Referring expression pointing data:
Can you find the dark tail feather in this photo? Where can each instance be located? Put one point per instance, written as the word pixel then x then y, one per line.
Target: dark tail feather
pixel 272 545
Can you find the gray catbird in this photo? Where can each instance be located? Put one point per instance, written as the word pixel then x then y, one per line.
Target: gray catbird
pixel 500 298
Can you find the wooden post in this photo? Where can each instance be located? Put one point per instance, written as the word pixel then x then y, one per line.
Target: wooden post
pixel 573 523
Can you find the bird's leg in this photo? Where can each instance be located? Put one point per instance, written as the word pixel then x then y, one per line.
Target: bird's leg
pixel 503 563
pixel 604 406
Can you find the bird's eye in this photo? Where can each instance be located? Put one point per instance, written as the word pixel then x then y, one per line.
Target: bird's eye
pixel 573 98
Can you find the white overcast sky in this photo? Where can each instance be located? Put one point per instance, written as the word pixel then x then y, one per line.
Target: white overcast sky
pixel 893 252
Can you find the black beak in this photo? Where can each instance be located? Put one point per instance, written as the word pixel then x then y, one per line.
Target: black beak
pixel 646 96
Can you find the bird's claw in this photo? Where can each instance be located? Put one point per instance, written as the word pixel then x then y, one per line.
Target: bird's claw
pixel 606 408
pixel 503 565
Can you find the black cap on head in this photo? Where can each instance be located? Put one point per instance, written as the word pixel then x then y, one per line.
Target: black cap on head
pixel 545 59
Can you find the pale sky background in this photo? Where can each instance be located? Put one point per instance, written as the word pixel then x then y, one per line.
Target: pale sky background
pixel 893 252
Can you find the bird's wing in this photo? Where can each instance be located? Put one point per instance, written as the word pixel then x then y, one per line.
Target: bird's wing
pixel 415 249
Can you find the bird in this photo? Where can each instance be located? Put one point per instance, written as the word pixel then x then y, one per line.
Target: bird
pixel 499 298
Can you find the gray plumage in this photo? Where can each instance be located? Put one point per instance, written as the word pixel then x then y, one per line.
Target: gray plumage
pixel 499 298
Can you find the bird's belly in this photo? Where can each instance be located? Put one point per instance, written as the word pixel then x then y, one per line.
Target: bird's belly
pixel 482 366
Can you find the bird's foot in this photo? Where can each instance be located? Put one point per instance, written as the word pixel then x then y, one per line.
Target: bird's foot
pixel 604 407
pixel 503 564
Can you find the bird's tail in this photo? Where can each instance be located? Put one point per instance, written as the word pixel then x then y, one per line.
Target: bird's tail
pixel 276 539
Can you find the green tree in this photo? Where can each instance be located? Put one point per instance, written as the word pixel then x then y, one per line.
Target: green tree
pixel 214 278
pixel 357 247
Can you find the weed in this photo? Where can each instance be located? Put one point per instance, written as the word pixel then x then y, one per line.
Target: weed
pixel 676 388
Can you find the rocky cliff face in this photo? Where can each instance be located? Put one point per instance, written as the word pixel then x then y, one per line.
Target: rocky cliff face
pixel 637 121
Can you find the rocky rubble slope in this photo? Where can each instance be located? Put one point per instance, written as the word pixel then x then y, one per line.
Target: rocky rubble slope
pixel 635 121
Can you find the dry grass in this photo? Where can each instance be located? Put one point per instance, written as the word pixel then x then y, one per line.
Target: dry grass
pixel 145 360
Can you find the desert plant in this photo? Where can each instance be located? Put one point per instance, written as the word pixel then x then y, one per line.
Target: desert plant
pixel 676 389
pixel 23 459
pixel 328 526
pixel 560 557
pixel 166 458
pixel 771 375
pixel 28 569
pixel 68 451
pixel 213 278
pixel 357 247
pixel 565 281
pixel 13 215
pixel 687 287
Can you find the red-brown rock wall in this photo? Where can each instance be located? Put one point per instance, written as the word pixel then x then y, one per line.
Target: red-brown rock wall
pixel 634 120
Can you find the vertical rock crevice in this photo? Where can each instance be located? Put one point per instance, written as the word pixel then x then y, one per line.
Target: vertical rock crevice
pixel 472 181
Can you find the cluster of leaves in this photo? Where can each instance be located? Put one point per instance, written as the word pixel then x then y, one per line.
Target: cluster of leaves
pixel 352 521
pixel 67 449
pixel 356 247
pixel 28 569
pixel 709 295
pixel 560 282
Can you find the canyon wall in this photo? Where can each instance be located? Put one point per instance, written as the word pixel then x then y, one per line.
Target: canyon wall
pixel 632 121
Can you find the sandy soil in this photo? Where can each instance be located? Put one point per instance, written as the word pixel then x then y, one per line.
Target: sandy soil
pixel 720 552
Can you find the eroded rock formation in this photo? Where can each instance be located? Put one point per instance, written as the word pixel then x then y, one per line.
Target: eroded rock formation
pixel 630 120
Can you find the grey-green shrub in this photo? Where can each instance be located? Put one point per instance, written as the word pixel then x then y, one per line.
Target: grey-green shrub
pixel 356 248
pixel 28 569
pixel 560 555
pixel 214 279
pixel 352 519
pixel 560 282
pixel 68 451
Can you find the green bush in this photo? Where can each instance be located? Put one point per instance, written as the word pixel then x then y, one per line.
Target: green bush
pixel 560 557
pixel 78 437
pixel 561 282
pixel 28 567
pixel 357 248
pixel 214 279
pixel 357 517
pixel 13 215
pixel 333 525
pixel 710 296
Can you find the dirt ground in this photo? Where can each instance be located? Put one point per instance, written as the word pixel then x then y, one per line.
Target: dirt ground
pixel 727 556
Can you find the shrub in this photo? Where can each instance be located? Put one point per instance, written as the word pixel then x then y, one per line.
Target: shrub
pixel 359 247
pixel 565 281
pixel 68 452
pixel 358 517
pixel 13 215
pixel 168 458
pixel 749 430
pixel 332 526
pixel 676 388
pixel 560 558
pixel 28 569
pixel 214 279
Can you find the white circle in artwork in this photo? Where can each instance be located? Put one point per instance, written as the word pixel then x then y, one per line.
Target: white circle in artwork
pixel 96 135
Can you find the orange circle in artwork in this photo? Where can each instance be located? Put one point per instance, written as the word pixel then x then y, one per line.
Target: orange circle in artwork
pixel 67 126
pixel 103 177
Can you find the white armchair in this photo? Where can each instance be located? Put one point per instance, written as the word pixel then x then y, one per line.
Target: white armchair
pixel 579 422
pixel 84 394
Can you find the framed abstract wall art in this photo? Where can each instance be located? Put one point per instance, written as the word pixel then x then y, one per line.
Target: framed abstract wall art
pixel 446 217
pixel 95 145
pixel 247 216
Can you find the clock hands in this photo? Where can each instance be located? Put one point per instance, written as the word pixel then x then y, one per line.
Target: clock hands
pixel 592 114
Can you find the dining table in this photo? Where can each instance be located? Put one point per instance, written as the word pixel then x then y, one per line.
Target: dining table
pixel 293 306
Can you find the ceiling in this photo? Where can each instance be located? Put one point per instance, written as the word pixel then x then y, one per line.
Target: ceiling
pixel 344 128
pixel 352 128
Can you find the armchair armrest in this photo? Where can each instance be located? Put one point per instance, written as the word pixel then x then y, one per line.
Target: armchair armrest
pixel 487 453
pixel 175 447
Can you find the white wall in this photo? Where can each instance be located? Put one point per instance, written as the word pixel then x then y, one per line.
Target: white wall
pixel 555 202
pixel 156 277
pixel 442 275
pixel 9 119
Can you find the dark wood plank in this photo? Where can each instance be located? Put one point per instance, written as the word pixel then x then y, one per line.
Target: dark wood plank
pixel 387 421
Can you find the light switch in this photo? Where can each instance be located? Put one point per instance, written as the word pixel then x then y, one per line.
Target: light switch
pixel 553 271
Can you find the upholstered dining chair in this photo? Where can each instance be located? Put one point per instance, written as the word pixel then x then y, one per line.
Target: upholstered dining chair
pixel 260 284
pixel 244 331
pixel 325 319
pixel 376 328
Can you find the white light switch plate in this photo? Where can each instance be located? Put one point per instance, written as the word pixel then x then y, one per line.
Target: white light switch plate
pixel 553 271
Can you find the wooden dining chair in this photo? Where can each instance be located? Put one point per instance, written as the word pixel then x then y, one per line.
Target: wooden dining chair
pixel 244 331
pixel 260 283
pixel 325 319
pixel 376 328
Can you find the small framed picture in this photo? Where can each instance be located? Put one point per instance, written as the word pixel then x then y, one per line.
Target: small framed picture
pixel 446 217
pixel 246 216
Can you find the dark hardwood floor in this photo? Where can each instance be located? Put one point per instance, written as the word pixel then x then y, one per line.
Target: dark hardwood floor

■ Task description ■
Among the lines above, find those carrying the word "floor" and copy them out.

■ Response ■
Can you find the dark hardwood floor in this photo? Where can each instance be located? Put one point per instance, written as the word pixel then x then y, one per line.
Target: dark hardwood floor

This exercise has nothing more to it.